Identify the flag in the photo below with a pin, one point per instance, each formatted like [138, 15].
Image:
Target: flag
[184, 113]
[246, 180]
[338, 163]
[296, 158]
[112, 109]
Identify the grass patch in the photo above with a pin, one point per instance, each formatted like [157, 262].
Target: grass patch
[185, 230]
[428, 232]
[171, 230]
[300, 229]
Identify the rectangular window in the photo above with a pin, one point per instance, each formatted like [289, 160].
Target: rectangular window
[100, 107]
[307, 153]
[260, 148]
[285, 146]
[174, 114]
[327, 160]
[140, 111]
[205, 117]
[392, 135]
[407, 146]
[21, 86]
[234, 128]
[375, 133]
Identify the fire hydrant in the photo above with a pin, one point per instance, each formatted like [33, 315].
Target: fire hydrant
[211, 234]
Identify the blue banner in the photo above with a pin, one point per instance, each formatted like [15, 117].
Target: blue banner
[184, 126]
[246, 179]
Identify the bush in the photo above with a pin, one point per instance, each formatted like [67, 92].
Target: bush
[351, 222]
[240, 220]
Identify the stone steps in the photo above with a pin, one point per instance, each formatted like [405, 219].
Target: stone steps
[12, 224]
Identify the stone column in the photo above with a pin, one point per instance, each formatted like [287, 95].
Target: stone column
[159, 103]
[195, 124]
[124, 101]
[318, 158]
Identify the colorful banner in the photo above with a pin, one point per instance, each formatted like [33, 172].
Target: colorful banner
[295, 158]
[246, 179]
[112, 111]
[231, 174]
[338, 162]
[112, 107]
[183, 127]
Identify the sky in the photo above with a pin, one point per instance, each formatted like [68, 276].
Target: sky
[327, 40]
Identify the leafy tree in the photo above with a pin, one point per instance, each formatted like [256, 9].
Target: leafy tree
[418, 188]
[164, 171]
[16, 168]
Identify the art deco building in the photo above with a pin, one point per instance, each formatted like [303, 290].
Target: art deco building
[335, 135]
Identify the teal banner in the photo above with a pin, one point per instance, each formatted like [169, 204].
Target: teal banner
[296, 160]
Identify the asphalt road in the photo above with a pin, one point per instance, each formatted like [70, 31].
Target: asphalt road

What you need to do >> All entries above should be duplicated exactly, none omitted.

Result for this exercise >>
Identify the flag in the photo below with a pin, one point per instance, each formatted like [138, 15].
Image:
Target: flag
[184, 113]
[246, 180]
[338, 163]
[296, 158]
[112, 109]
Identify the grass patch in the photo above with a pin, one point per instance, each formatted like [157, 262].
Target: grass patch
[185, 230]
[428, 232]
[171, 230]
[300, 229]
Identify the rectangular window in the photo above with a pin, one point per instance, each formatted like [289, 160].
Target: rectangular window
[100, 107]
[307, 153]
[260, 148]
[285, 146]
[174, 114]
[327, 160]
[140, 111]
[205, 117]
[392, 135]
[407, 146]
[21, 86]
[234, 128]
[375, 133]
Identify the fire hydrant in the photo above with a pin, one point per instance, each formatted like [33, 315].
Target: fire hydrant
[211, 234]
Identify the blue banner in the photo above with a pin, one point per instance, each formatted like [15, 117].
Target: blue banner
[184, 126]
[246, 179]
Identify the bush in the photo above with a pin, one point per instance, each formatted like [67, 92].
Target: bush
[351, 222]
[240, 220]
Identify the stone steps in the photo above with a pin, one point per instance, each formatted like [405, 219].
Target: stone steps
[12, 224]
Identify the stone column in the photo above with a pin, one point per instance, each formatted like [287, 95].
Target: stone column
[159, 103]
[195, 124]
[124, 101]
[318, 158]
Identify the colorful banner in the photo above with a pin, one point per instance, each formatted like [33, 172].
Target: colorful banner
[295, 158]
[246, 179]
[112, 111]
[231, 174]
[338, 162]
[112, 107]
[183, 127]
Identify the sky in the photo above with a pin, one point per instance, each formatted like [68, 276].
Target: sky
[327, 40]
Identify the leafy tree in the photo above with a pin, one point per instance, each formatted like [256, 9].
Target: leafy tree
[418, 188]
[164, 171]
[16, 168]
Identify the art deco building in the photo above with a pin, one point per instance, each formatted like [303, 290].
Target: art deco building
[335, 135]
Identify the teal banner in the photo above with a pin, one point per instance, each formatted like [169, 204].
Target: teal banner
[296, 160]
Identify the asphalt road in the photo above with a pin, one point per instance, each formatted like [70, 31].
Target: asphalt road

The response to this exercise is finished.